begin PAGE EXCERPT

To loose this beautiful, well established, mature woodland to commercial development would be criminal. Penrhos should be allowed to remain intact for greater public benefit. The developers should look elsewhere.

Peter Cuthbert
Peter Cuthbert
1 year ago

Is it time to scruitinse the list of Councillors on the Planning Committee who pushed this or was the go-ahead given by Officers? It seems very odd to me that, when there is a clear controversy and pending legal action, somebody presses the Start Button. If this involved Westminster Politicians then we would know that it was money talking, but surely not on Ynys Mon?

Mab Meirion
Mab Meirion
1 year ago
Reply to  Peter Cuthbert

The start button will be located in either Cheshire or a posh square in central London…

I remember hearing stories of the bad old days of Gyngor Ynys Mon.

Rhufawn Jones
Rhufawn Jones
1 year ago

Many years ago there was a successful campaign on Ynys Môn against the Council’s ineffectuality by refusal to pay council tax …
Gwarth ar eich pennau, chwi gynghorwyr cibddall Môn, yn gwerthu treftâd eich plant am gibau moch. Pwy a saif yn y bwlch? Pwy a gadwo’r mur? Pwy a ailblanno’r winllan, yr hon a buteiniasoch ar allor eilunaddoliaeth ac y distrywiasoch ei rhagfuriau i lawr? Ffei arnoch.

end PAGE EXCERPT
begin GIVEN ENTRIES

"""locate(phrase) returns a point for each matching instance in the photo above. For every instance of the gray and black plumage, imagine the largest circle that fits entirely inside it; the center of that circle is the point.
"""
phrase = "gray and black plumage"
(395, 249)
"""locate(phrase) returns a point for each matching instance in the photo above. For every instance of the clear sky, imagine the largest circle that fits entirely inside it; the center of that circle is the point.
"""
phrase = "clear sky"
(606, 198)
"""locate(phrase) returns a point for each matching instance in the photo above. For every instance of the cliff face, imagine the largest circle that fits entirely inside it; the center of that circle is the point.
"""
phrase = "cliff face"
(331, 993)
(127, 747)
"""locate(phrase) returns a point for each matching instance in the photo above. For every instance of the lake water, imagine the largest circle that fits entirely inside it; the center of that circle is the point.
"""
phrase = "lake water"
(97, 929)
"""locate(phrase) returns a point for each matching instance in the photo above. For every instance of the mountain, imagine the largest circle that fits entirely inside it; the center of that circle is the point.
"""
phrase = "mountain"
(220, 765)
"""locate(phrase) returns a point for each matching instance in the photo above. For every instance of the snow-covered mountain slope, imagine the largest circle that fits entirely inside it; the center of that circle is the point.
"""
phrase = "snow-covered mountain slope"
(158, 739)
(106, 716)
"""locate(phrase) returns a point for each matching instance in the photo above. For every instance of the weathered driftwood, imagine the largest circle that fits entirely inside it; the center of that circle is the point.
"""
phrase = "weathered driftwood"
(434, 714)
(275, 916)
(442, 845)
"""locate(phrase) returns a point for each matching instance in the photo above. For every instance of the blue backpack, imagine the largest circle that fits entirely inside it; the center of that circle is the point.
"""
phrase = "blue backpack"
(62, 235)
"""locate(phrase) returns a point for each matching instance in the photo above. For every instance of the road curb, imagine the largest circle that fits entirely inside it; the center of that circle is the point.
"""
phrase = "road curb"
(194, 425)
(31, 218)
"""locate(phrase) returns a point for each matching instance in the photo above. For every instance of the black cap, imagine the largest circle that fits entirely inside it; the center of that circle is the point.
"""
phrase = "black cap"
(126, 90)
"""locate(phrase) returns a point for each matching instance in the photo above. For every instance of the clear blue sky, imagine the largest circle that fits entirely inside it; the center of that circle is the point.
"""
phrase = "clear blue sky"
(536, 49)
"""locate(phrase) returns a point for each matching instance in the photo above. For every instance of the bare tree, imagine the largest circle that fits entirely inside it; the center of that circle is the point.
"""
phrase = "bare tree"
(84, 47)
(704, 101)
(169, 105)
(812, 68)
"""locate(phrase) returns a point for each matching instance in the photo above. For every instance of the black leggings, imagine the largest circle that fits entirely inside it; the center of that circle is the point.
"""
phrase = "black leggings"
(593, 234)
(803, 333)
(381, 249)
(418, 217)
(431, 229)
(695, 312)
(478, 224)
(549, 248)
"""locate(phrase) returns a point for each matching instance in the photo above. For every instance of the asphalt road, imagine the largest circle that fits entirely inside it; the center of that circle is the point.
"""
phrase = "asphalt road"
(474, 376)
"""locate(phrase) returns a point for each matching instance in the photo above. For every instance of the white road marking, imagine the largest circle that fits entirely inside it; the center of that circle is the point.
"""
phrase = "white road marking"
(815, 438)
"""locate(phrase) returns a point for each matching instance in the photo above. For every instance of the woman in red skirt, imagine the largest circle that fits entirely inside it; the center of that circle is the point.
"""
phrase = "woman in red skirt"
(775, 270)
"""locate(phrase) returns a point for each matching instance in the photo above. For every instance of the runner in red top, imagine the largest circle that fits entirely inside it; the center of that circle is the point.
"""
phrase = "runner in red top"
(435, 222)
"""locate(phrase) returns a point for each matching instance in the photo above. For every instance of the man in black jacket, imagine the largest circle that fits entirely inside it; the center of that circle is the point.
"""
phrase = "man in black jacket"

end GIVEN ENTRIES

▸ **TASKS AND EXERCISES**:
a. In the Penrhos woodland comment thread, where does Mab Meirion say the start button will be located?
b. From the Penrhos woodland comment thread, write out the passage starting at "The start button will" and ending at "lawr? Ffei arnoch.".

▸ **RESPONSE LIST**:
a. Either in Cheshire or in a posh square in central London.

b.
The start button will be located in either Cheshire or a posh square in central London…

I remember hearing stories of the bad old days of Gyngor Ynys Mon.

Rhufawn Jones
Rhufawn Jones
1 year ago

Many years ago there was a successful campaign on Ynys Môn against the Council’s ineffectuality by refusal to pay council tax …
Gwarth ar eich pennau, chwi gynghorwyr cibddall Môn, yn gwerthu treftâd eich plant am gibau moch. Pwy a saif yn y bwlch? Pwy a gadwo’r mur? Pwy a ailblanno’r winllan, yr hon a buteiniasoch ar allor eilunaddoliaeth ac y distrywiasoch ei rhagfuriau i lawr? Ffei arnoch.